* WHAT IS REQUIRED: Please list every item the column below says the writer packed when taking Claire along on assignments as a baby.

* SOURCE PASSAGE:
• • • •

MURPHY'S LAW The student has become the master
Life comes full circle.
When my daughter, Claire, was a little girl she was my constant companion, especially when my wife was working and I had something to cover for the newspaper I was working for at the time.
I would put her in her baby carrier, pack bottles and diapers, along with my camera bag and notepad, and off we would go to whatever the assignment was.
From the time she was born until she was a little over 2 when we moved, and my job at a bigger paper required less footwork, Claire was by my side.
We took in community events, celebrations, county fairs, volleyball and basketball games, and wherever I went, she went. I took Claire everywhere except football games and meetings. Basically, there were a lot of take your daughter to work days.
It was easier when she could walk, and I didn’t have to bring formula and diapers with me, but we spent a lot of time together. Then when my son, Alek, was born, the three of us made the rounds.
I have to admit, I enjoyed showing off my kids to anyone who asked about them or stopped us to comment on them, and I still do.
Now, because of my toe surgery, when my wife is working, Claire was the one behind the wheel taking me to wherever duty calls.
She’s no longer the shy, little girl tagging along with Dad. She is a grown woman with her own business.
Roles have been reversed — of sorts.
Claire was with me until I get the doctor’s OK to drive again last week, but for a while, instead of tagging along with me, she was waiting in the car until I was done with what I needed to cover, or she came back to pick me up when I was done.
Here we are again some 30 years later. It’s not quite the same, but it’s not all that different either.
Instead of me making sure I had everything she needs and worrying about her, she has to pick me up, put my scooter in the car, drive me to an appointment, get my scooter out of the car and then do it all again.
I guess they call that the circle of life. As cliché as it is, it’s true. We start off taking care of our kids and end up being taken care of by them.
It actually started years ago when the Internet became part of our every day lives, and parents needed lessons from their children on how to navigate through a world in which everything is accessible on smart phones.
I’m no different. I am constantly asking my kids how to set up access to streaming services on our TVs or setting up boarding passes on my phone. That’ll never change. The student has become the master.
It’s been the best experience of my life watching Claire and Alek grow up and become the people they are, happy, successful and able to take care of Dad.
Patrick Murphy, editor-publisher of the Humphrey Democrat and Newman Grove Reporter in Nebraska, is a former assistant managing editor at The Telegram.

• • • •

* Saved entries:
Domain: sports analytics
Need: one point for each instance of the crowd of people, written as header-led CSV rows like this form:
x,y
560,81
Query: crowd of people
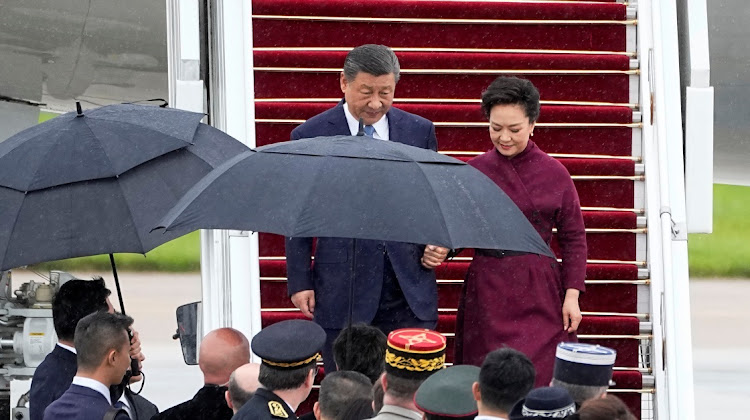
x,y
399,376
516,355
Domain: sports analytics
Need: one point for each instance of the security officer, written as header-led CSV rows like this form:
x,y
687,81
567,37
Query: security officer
x,y
289,351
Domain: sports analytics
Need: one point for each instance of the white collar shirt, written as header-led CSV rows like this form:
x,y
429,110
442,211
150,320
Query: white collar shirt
x,y
381,126
93,384
67,347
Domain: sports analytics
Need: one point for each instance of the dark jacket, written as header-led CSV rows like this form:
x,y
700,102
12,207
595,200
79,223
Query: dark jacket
x,y
329,277
265,405
80,403
51,379
208,403
54,376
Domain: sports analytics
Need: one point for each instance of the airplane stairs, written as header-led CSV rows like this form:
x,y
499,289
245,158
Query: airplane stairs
x,y
581,56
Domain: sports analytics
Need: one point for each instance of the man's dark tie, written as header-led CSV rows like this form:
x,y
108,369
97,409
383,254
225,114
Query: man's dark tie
x,y
369,130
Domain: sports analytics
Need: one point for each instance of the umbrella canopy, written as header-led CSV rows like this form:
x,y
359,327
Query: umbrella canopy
x,y
357,187
99,143
106,215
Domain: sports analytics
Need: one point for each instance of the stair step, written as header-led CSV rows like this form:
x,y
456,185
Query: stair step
x,y
456,112
296,59
439,9
590,86
560,25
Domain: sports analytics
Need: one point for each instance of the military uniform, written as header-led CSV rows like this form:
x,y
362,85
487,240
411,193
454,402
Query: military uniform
x,y
448,393
284,346
265,405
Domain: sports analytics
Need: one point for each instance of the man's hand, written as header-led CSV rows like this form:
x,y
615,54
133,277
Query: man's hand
x,y
305,301
571,311
433,256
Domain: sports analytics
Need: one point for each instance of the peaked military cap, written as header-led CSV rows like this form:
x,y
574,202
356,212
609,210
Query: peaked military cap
x,y
584,364
544,403
414,353
289,344
448,392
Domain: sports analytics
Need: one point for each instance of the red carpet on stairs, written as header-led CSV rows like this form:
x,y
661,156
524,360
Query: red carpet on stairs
x,y
574,52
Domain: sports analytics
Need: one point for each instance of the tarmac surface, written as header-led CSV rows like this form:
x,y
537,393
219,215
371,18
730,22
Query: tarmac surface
x,y
721,343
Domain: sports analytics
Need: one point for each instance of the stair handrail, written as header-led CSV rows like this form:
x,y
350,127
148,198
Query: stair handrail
x,y
666,209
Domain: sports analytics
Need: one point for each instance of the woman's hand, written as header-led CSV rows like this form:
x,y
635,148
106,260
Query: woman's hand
x,y
433,256
571,311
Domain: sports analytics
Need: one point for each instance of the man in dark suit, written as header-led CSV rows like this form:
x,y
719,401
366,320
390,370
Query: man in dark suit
x,y
103,356
395,285
75,300
222,351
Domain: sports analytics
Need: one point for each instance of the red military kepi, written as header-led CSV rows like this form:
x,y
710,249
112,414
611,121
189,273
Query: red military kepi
x,y
513,299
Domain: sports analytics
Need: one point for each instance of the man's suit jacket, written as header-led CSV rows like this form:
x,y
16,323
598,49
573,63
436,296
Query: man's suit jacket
x,y
329,277
392,412
80,403
53,377
208,403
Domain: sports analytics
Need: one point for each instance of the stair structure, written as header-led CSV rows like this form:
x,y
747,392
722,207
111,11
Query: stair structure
x,y
582,57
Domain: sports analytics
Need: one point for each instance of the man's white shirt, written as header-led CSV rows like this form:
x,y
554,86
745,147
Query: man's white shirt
x,y
381,126
93,384
90,383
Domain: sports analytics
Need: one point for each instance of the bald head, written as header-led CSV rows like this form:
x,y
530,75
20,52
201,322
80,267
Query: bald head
x,y
222,351
242,385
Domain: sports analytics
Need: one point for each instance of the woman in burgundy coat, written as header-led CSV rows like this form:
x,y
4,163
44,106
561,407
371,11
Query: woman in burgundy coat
x,y
524,301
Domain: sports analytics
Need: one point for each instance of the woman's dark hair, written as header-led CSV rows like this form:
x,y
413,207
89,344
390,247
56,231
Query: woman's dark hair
x,y
607,408
512,91
358,409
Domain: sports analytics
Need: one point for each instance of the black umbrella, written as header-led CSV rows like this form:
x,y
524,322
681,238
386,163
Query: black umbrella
x,y
355,187
109,215
99,143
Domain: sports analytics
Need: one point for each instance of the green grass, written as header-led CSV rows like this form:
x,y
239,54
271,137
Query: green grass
x,y
725,252
181,254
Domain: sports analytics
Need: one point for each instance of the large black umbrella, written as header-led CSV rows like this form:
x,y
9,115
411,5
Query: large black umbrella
x,y
356,187
99,143
108,215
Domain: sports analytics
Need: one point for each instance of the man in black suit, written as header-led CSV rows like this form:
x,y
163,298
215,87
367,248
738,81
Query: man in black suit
x,y
222,351
395,284
103,356
75,300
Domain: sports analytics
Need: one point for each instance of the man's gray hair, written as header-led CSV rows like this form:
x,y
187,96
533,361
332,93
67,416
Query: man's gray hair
x,y
580,393
377,60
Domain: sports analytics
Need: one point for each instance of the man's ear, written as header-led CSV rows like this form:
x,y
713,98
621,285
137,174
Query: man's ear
x,y
112,357
344,83
228,400
476,392
310,378
316,410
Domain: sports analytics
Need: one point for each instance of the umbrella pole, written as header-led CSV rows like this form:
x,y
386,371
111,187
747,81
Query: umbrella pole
x,y
117,283
351,305
134,368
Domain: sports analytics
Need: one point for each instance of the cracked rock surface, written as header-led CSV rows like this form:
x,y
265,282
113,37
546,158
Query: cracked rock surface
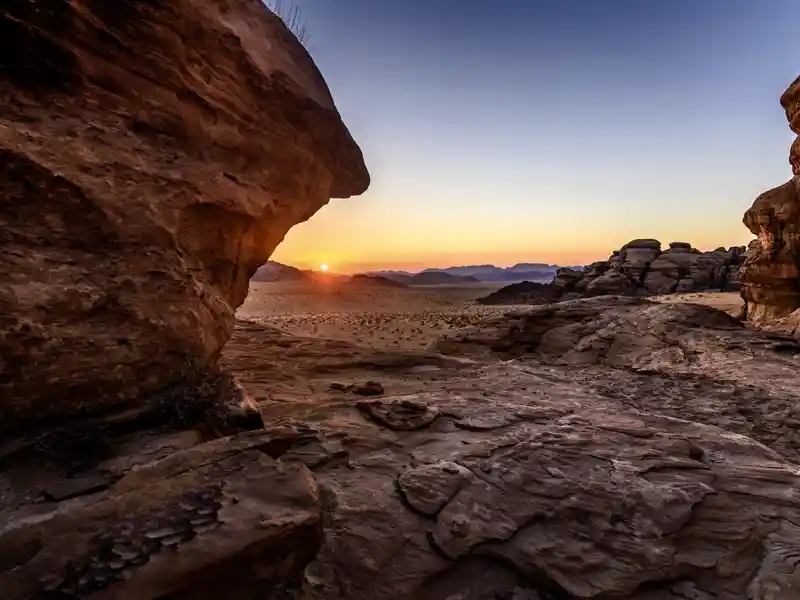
x,y
595,449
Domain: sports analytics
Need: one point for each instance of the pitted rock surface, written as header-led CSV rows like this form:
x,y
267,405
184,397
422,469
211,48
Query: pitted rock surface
x,y
573,458
639,268
770,272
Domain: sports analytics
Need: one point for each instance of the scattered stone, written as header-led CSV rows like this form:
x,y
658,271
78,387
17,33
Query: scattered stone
x,y
770,271
639,268
370,388
172,130
400,414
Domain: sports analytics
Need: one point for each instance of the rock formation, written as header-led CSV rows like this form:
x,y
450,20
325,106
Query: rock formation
x,y
771,272
601,448
153,156
639,268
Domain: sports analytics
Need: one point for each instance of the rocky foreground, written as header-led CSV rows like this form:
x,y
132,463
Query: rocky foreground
x,y
639,268
154,155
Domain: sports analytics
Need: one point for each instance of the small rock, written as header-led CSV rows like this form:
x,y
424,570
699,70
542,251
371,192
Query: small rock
x,y
370,388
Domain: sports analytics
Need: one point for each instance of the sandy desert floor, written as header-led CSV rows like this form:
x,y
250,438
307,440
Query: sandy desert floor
x,y
382,318
392,319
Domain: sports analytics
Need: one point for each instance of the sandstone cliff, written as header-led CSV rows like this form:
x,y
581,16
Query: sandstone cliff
x,y
152,155
639,268
771,273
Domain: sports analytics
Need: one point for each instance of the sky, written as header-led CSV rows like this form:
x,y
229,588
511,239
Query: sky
x,y
547,131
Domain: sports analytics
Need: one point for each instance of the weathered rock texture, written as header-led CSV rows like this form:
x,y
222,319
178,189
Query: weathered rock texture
x,y
157,517
639,268
152,155
771,273
620,448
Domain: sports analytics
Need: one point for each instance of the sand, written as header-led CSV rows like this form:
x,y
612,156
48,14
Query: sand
x,y
391,318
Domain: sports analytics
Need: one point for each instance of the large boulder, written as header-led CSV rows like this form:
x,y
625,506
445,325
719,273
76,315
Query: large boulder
x,y
771,272
771,275
153,154
636,256
790,101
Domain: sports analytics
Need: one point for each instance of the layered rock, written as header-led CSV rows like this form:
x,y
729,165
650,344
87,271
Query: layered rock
x,y
153,156
601,448
771,272
639,268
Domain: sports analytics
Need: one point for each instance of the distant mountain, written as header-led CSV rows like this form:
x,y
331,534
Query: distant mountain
x,y
537,272
440,278
272,271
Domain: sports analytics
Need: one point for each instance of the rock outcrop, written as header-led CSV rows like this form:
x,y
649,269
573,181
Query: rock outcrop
x,y
639,268
153,154
619,448
771,273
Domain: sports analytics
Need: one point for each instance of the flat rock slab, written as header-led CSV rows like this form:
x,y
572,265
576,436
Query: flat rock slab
x,y
222,519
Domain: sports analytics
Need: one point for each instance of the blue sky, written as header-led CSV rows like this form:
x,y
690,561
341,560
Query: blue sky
x,y
548,131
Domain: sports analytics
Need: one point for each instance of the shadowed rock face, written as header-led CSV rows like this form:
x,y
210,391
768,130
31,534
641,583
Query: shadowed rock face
x,y
152,156
639,268
771,272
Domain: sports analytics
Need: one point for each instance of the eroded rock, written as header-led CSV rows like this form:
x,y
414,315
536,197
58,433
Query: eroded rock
x,y
639,268
176,526
153,155
770,272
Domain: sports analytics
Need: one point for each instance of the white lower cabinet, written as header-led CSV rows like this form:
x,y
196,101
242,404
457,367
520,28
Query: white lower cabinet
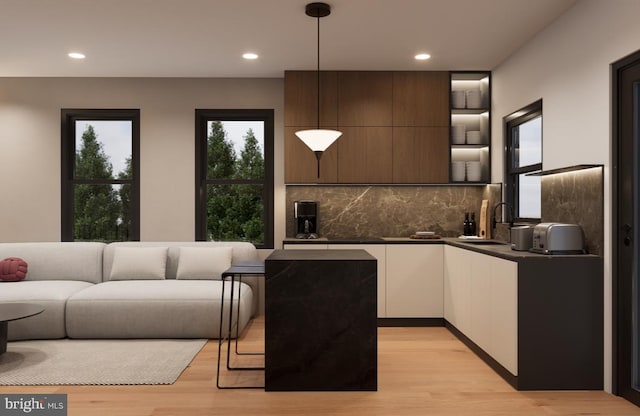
x,y
481,295
414,281
303,246
379,252
457,288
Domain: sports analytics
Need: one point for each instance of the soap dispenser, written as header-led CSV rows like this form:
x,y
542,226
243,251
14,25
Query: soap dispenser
x,y
472,224
466,225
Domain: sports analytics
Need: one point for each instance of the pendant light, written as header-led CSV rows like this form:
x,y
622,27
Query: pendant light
x,y
318,140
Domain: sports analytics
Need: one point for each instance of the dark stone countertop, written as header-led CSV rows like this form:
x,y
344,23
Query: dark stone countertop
x,y
497,249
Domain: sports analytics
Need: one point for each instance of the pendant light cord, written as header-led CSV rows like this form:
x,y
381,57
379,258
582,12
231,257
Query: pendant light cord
x,y
318,69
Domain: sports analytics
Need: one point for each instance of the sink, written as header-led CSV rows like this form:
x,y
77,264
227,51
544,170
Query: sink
x,y
483,242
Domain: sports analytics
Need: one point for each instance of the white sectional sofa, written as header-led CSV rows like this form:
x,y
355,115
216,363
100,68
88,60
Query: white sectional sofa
x,y
129,289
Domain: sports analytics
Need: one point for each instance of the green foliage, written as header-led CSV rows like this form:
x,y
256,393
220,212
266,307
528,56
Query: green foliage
x,y
221,156
98,208
234,211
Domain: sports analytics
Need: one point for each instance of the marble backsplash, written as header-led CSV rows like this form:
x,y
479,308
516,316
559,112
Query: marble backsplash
x,y
577,198
346,212
391,211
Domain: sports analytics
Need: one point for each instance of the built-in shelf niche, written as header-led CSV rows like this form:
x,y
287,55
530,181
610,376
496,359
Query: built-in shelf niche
x,y
474,116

• • • •

* COMPLETED TASK: Bottles, diapers, a camera bag and a notepad.